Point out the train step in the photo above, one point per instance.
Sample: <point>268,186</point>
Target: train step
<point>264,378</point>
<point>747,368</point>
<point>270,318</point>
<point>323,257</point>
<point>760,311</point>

• [PROMPT] In full and without alteration, copy the entries.

• [RESPONSE TO THIS TASK]
Point out the train step in the photo above, one point per instance.
Sample: <point>268,186</point>
Target: train step
<point>264,378</point>
<point>747,368</point>
<point>270,318</point>
<point>323,257</point>
<point>760,311</point>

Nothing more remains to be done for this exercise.